— begin —
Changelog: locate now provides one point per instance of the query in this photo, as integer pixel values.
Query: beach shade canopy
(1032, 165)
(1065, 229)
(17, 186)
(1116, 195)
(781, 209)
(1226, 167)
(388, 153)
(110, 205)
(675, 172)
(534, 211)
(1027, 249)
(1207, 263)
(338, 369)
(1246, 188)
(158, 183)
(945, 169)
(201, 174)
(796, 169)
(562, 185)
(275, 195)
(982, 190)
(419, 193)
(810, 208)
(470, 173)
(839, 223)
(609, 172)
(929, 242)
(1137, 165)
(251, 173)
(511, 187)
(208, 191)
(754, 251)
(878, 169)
— end —
Return every line of the data above verbatim, keeping each character and line break as it is.

Reply to the exercise:
Changelog: locate now provides one point per instance of the query in this photo, as integer pixel values.
Query: beach shade canopy
(1032, 165)
(1065, 229)
(17, 186)
(1116, 195)
(781, 209)
(1226, 167)
(388, 153)
(110, 205)
(675, 172)
(534, 211)
(1027, 249)
(1207, 263)
(338, 369)
(1246, 188)
(158, 183)
(945, 169)
(201, 174)
(796, 169)
(562, 185)
(275, 195)
(982, 190)
(419, 193)
(810, 208)
(470, 173)
(839, 223)
(609, 172)
(929, 242)
(1137, 165)
(251, 173)
(511, 187)
(208, 191)
(754, 251)
(878, 169)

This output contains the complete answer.